▶ [SET TASK]: Format every line of the items below as a Markdown table with the columns "Row" and "Line". Give each line its row number, skip blank lines, and leave out the pictures.

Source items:
::::::
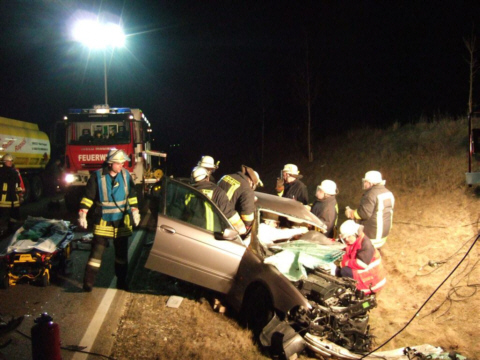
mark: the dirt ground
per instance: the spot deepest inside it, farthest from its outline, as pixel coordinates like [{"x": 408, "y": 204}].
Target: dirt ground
[{"x": 422, "y": 251}]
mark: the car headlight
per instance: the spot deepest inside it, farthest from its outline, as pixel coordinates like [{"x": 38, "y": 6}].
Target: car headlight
[{"x": 69, "y": 178}]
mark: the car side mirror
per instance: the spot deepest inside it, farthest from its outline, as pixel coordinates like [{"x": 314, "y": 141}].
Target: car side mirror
[{"x": 227, "y": 234}]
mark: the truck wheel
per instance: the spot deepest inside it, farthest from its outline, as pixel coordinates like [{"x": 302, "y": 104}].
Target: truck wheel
[
  {"x": 140, "y": 196},
  {"x": 27, "y": 193},
  {"x": 36, "y": 188}
]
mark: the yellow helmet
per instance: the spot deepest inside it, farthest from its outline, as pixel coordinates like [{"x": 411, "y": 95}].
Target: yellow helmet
[
  {"x": 198, "y": 174},
  {"x": 117, "y": 156},
  {"x": 7, "y": 157}
]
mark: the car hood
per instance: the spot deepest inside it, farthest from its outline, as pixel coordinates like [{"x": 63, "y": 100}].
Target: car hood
[{"x": 295, "y": 210}]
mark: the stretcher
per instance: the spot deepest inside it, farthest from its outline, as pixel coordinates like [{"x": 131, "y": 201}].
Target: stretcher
[{"x": 38, "y": 247}]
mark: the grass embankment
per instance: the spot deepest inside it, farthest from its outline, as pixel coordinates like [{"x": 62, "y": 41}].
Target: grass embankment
[{"x": 436, "y": 218}]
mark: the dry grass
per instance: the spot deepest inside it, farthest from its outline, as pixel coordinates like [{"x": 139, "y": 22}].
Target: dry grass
[{"x": 436, "y": 218}]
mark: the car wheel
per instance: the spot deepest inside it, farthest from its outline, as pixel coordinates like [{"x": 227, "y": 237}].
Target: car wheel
[
  {"x": 257, "y": 309},
  {"x": 36, "y": 188}
]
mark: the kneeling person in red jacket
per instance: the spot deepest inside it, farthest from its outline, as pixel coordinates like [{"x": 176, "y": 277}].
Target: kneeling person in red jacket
[{"x": 361, "y": 261}]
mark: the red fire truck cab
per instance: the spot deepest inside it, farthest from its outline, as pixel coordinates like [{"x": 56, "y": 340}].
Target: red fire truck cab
[{"x": 91, "y": 133}]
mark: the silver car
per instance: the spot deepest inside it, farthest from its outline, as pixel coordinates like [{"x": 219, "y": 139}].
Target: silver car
[{"x": 279, "y": 284}]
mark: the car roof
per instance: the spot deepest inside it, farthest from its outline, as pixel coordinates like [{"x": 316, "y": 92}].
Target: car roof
[{"x": 295, "y": 210}]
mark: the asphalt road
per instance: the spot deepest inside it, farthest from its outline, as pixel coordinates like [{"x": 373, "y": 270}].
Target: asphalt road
[{"x": 87, "y": 321}]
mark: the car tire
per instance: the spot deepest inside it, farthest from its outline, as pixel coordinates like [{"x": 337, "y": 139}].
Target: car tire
[{"x": 257, "y": 309}]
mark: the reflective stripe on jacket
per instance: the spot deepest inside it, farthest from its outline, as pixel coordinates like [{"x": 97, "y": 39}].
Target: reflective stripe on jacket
[
  {"x": 375, "y": 213},
  {"x": 113, "y": 193},
  {"x": 220, "y": 198},
  {"x": 240, "y": 194}
]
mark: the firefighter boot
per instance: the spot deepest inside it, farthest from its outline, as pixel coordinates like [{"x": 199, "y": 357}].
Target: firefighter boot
[
  {"x": 93, "y": 266},
  {"x": 121, "y": 271}
]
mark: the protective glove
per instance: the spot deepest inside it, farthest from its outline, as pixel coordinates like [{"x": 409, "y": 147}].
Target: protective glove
[
  {"x": 280, "y": 185},
  {"x": 349, "y": 213},
  {"x": 82, "y": 218},
  {"x": 136, "y": 216},
  {"x": 333, "y": 269}
]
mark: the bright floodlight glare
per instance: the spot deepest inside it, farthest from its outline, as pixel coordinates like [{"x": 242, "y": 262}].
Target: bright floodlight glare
[{"x": 98, "y": 36}]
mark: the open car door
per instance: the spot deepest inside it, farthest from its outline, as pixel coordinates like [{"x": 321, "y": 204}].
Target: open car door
[{"x": 194, "y": 240}]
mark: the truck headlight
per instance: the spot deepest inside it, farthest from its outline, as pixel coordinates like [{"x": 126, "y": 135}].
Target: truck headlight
[{"x": 69, "y": 178}]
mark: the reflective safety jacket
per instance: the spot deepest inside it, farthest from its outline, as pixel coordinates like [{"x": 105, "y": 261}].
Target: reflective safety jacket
[
  {"x": 296, "y": 190},
  {"x": 11, "y": 187},
  {"x": 113, "y": 197},
  {"x": 326, "y": 210},
  {"x": 366, "y": 265},
  {"x": 375, "y": 213},
  {"x": 240, "y": 194},
  {"x": 220, "y": 198}
]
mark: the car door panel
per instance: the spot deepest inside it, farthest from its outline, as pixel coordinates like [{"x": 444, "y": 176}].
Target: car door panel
[{"x": 191, "y": 253}]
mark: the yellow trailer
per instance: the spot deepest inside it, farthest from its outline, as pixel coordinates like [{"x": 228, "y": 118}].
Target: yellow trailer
[{"x": 30, "y": 149}]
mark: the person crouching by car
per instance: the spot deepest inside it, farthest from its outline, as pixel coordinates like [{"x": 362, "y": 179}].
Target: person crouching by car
[
  {"x": 113, "y": 191},
  {"x": 361, "y": 260}
]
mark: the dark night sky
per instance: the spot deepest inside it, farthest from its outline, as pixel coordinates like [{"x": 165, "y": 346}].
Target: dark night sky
[{"x": 203, "y": 71}]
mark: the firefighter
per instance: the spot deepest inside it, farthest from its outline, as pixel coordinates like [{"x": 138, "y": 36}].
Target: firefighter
[
  {"x": 326, "y": 207},
  {"x": 208, "y": 163},
  {"x": 290, "y": 186},
  {"x": 375, "y": 211},
  {"x": 240, "y": 189},
  {"x": 200, "y": 180},
  {"x": 112, "y": 190},
  {"x": 12, "y": 190},
  {"x": 361, "y": 260}
]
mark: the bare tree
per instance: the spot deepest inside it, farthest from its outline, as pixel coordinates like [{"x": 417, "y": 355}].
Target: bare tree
[{"x": 307, "y": 91}]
::::::
▶ [COMPLETE ANSWER]:
| Row | Line |
|---|---|
| 1 | mark: the dirt ground |
| 2 | per instance: the spot deepest inside it, farthest from its outline, as pixel coordinates like [{"x": 408, "y": 204}]. |
| 3 | Target: dirt ground |
| 4 | [{"x": 422, "y": 251}] |
| 5 | mark: the car headlight |
| 6 | per instance: the spot deepest inside it, farthest from its outline, as pixel coordinates like [{"x": 38, "y": 6}]. |
| 7 | Target: car headlight |
| 8 | [{"x": 69, "y": 178}] |
| 9 | mark: the car side mirror |
| 10 | per instance: the spot deepest inside it, farthest from its outline, as pixel coordinates like [{"x": 314, "y": 141}]. |
| 11 | Target: car side mirror |
| 12 | [{"x": 227, "y": 234}] |
| 13 | mark: the truck wheel |
| 14 | per instance: the spot deepest inside it, farthest from its outline, as pixel coordinates like [{"x": 302, "y": 104}]. |
| 15 | Target: truck wheel |
| 16 | [ |
| 17 |   {"x": 140, "y": 196}, |
| 18 |   {"x": 27, "y": 193}, |
| 19 |   {"x": 36, "y": 188} |
| 20 | ] |
| 21 | mark: the yellow helmet |
| 22 | per instance: the spot deepest inside it, farthest from its outline, as pixel coordinates like [{"x": 411, "y": 95}]. |
| 23 | Target: yellow helmet |
| 24 | [ |
| 25 |   {"x": 198, "y": 174}, |
| 26 |   {"x": 117, "y": 156}, |
| 27 |   {"x": 7, "y": 157} |
| 28 | ] |
| 29 | mark: the car hood |
| 30 | per instance: the spot deepest inside it, farthest from its outline, as pixel coordinates like [{"x": 63, "y": 100}]. |
| 31 | Target: car hood |
| 32 | [{"x": 295, "y": 210}] |
| 33 | mark: the stretcher |
| 34 | per instance: the spot deepest inside it, farthest from its outline, as pixel coordinates like [{"x": 131, "y": 201}]. |
| 35 | Target: stretcher |
| 36 | [{"x": 38, "y": 247}] |
| 37 | mark: the grass embankment |
| 38 | per instance: the spot deepest inside it, farthest from its outline, as pixel coordinates like [{"x": 62, "y": 41}]. |
| 39 | Target: grass embankment |
| 40 | [{"x": 436, "y": 218}] |
| 41 | mark: the dry grass |
| 42 | per instance: the spot deepest inside it, farthest from its outline, as pixel coordinates like [{"x": 139, "y": 22}]. |
| 43 | Target: dry grass |
| 44 | [{"x": 436, "y": 218}] |
| 45 | mark: the car wheel |
| 46 | per instance: the spot deepest inside it, farthest from its outline, as pixel coordinates like [{"x": 227, "y": 237}]. |
| 47 | Target: car wheel |
| 48 | [ |
| 49 |   {"x": 257, "y": 309}, |
| 50 |   {"x": 36, "y": 188} |
| 51 | ] |
| 52 | mark: the kneeling person in red jacket |
| 53 | per instance: the spot deepest inside it, farthest from its outline, as pixel coordinates like [{"x": 176, "y": 277}]. |
| 54 | Target: kneeling person in red jacket |
| 55 | [{"x": 361, "y": 261}] |
| 56 | mark: the red fire truck cab |
| 57 | per instance: the spot deepest inside it, farthest from its outline, as pixel coordinates like [{"x": 56, "y": 340}]. |
| 58 | Target: red fire truck cab |
| 59 | [{"x": 91, "y": 133}] |
| 60 | mark: the silver car |
| 61 | per instance: the spot deepest inside it, farthest from its outline, as pixel coordinates like [{"x": 219, "y": 139}]. |
| 62 | Target: silver car |
| 63 | [{"x": 279, "y": 284}] |
| 64 | mark: the car roof |
| 65 | per instance: the spot deepest inside it, farthest from its outline, as pixel coordinates like [{"x": 316, "y": 92}]. |
| 66 | Target: car roof |
| 67 | [{"x": 295, "y": 210}] |
| 68 | mark: the asphalt road |
| 69 | per instance: the spot deepest inside it, farthest from its outline, as pixel coordinates like [{"x": 373, "y": 270}]. |
| 70 | Target: asphalt road |
| 71 | [{"x": 87, "y": 321}] |
| 72 | mark: the car tire |
| 73 | per instance: the spot deepest inside it, farthest from its outline, as pixel coordinates like [{"x": 337, "y": 139}]. |
| 74 | Target: car tire |
| 75 | [{"x": 257, "y": 309}] |
| 76 | mark: the reflective stripe on jacket |
| 77 | per instance: the spot deepest inside it, farthest from its outline, as pixel coordinates like [{"x": 97, "y": 39}]. |
| 78 | Target: reflective stripe on jacket |
| 79 | [ |
| 80 |   {"x": 375, "y": 213}, |
| 81 |   {"x": 113, "y": 193}, |
| 82 |   {"x": 220, "y": 198}, |
| 83 |   {"x": 240, "y": 194} |
| 84 | ] |
| 85 | mark: the firefighter boot |
| 86 | per instance: the spot deepest inside it, farthest from its outline, as pixel coordinates like [{"x": 199, "y": 357}]. |
| 87 | Target: firefighter boot |
| 88 | [ |
| 89 |   {"x": 93, "y": 266}, |
| 90 |   {"x": 121, "y": 271} |
| 91 | ] |
| 92 | mark: the protective glove |
| 93 | per instance: the spot deepest inside it, farthest from its outline, as pixel coordinates like [{"x": 409, "y": 147}]. |
| 94 | Target: protective glove |
| 95 | [ |
| 96 |   {"x": 280, "y": 185}, |
| 97 |   {"x": 349, "y": 213}, |
| 98 |   {"x": 82, "y": 218}, |
| 99 |   {"x": 136, "y": 216}, |
| 100 |   {"x": 333, "y": 269} |
| 101 | ] |
| 102 | mark: the bright floodlight glare |
| 103 | per instance: the spot deepest inside it, farthest from its outline, as pixel coordinates like [{"x": 242, "y": 262}]. |
| 104 | Target: bright floodlight glare |
| 105 | [{"x": 98, "y": 36}] |
| 106 | mark: the open car door |
| 107 | per instance: the spot deepest inside it, farthest from its outline, as pixel coordinates like [{"x": 321, "y": 204}]. |
| 108 | Target: open car door |
| 109 | [{"x": 194, "y": 240}] |
| 110 | mark: the truck headlight |
| 111 | per instance: the spot deepest inside it, farthest from its outline, as pixel coordinates like [{"x": 126, "y": 135}]. |
| 112 | Target: truck headlight |
| 113 | [{"x": 69, "y": 178}] |
| 114 | mark: the reflective safety jacket |
| 115 | per instance: the spot deepest inside it, farthest from its outline, as pixel coordinates like [{"x": 105, "y": 261}]. |
| 116 | Target: reflective safety jacket |
| 117 | [ |
| 118 |   {"x": 296, "y": 190}, |
| 119 |   {"x": 11, "y": 187}, |
| 120 |   {"x": 113, "y": 197}, |
| 121 |   {"x": 326, "y": 210}, |
| 122 |   {"x": 366, "y": 265}, |
| 123 |   {"x": 375, "y": 213}, |
| 124 |   {"x": 240, "y": 194}, |
| 125 |   {"x": 220, "y": 198} |
| 126 | ] |
| 127 | mark: the car door panel |
| 128 | per instance: the spot deepest inside it, farthest from its outline, as pixel coordinates like [{"x": 444, "y": 176}]. |
| 129 | Target: car door panel |
| 130 | [{"x": 191, "y": 253}] |
| 131 | mark: the yellow trailer |
| 132 | per instance: the spot deepest inside it, farthest from its outline, as pixel coordinates like [{"x": 228, "y": 118}]. |
| 133 | Target: yellow trailer |
| 134 | [{"x": 30, "y": 149}] |
| 135 | mark: the person crouching by car |
| 136 | per instance: the spot deepest inside it, farthest from its outline, as pixel coordinates like [{"x": 362, "y": 179}]. |
| 137 | Target: person crouching by car |
| 138 | [ |
| 139 |   {"x": 113, "y": 191}, |
| 140 |   {"x": 361, "y": 260} |
| 141 | ] |
| 142 | mark: the dark night sky |
| 143 | per instance: the spot deepest inside it, farthest from its outline, as pixel coordinates like [{"x": 165, "y": 346}]. |
| 144 | Target: dark night sky |
| 145 | [{"x": 203, "y": 71}] |
| 146 | mark: the firefighter |
| 147 | per instance: the spot deepest inside it, farthest from its outline, as pixel coordinates like [{"x": 138, "y": 36}]. |
| 148 | Target: firefighter |
| 149 | [ |
| 150 |   {"x": 326, "y": 207}, |
| 151 |   {"x": 208, "y": 163}, |
| 152 |   {"x": 290, "y": 186}, |
| 153 |   {"x": 375, "y": 211}, |
| 154 |   {"x": 240, "y": 189}, |
| 155 |   {"x": 200, "y": 180}, |
| 156 |   {"x": 112, "y": 190}, |
| 157 |   {"x": 12, "y": 190}, |
| 158 |   {"x": 361, "y": 260} |
| 159 | ] |
| 160 | mark: the bare tree |
| 161 | per instance: the spot deepest inside it, farthest from its outline, as pixel coordinates like [{"x": 417, "y": 355}]. |
| 162 | Target: bare tree |
| 163 | [{"x": 307, "y": 91}] |